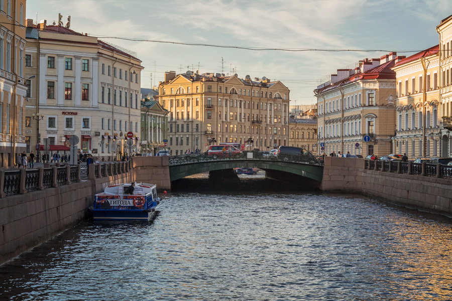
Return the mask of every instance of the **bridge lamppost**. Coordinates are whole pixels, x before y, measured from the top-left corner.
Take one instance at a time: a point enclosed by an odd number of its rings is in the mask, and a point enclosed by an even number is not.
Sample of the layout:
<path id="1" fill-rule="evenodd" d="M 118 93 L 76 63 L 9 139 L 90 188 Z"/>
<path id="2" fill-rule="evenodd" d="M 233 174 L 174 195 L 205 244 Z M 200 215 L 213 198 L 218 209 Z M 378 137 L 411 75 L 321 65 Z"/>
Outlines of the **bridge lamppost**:
<path id="1" fill-rule="evenodd" d="M 39 113 L 37 112 L 36 114 L 33 113 L 32 114 L 32 118 L 33 118 L 33 120 L 36 120 L 36 162 L 38 163 L 40 160 L 39 156 L 41 155 L 41 134 L 39 133 L 39 120 L 44 119 L 44 115 L 42 114 L 39 115 Z"/>

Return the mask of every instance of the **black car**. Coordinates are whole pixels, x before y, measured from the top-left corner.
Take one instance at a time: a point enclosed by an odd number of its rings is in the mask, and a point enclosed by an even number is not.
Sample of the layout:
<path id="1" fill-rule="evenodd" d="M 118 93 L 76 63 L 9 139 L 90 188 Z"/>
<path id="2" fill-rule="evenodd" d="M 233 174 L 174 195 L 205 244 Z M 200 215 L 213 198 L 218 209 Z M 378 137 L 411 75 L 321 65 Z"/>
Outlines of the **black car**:
<path id="1" fill-rule="evenodd" d="M 428 164 L 437 164 L 440 163 L 443 165 L 447 165 L 449 162 L 452 162 L 452 158 L 431 158 L 427 162 Z"/>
################
■ **Task requirements**
Rewrite all the rows above, changing every "black car" to "dark sedan" and leaving everything else as it is. Don't include the pictures.

■ **Output below**
Return the mask of every instance of the **bridge lamppost**. Coordinates are whole pixels, x before y, measured from the top-left corner.
Take one instance at a time: a point enclosed by an odd number of its rings is in the mask, and a point enclosed by an even number is not.
Sample of the layout:
<path id="1" fill-rule="evenodd" d="M 118 93 L 76 63 L 9 139 L 90 188 Z"/>
<path id="2" fill-rule="evenodd" d="M 233 174 L 174 195 L 205 244 Z M 200 215 L 213 198 L 218 209 Z M 378 137 L 411 75 L 321 65 Z"/>
Outlines of the **bridge lamppost**:
<path id="1" fill-rule="evenodd" d="M 39 113 L 37 112 L 36 114 L 33 113 L 32 114 L 32 118 L 33 118 L 33 120 L 36 120 L 36 162 L 38 163 L 40 160 L 39 156 L 41 155 L 41 134 L 39 133 L 39 120 L 44 119 L 44 115 L 42 114 L 39 115 Z"/>

Return the mask of every instance of the **dark sedan**. Coordinates are whole pixels, x before y, measured from the top-left corner.
Take one instance at a time: a point enclosed by an odd number of its rings is in the mask, and a point enclosed by an even number is not.
Sample of the layout:
<path id="1" fill-rule="evenodd" d="M 118 93 L 76 63 L 9 139 L 90 188 Z"/>
<path id="2" fill-rule="evenodd" d="M 233 174 L 174 195 L 205 244 Z M 200 215 L 213 198 L 218 209 Z M 378 137 L 411 75 L 321 65 Z"/>
Outlines of the **dark sedan**:
<path id="1" fill-rule="evenodd" d="M 428 164 L 437 164 L 440 163 L 443 165 L 447 165 L 449 162 L 452 162 L 452 158 L 431 158 L 427 162 Z"/>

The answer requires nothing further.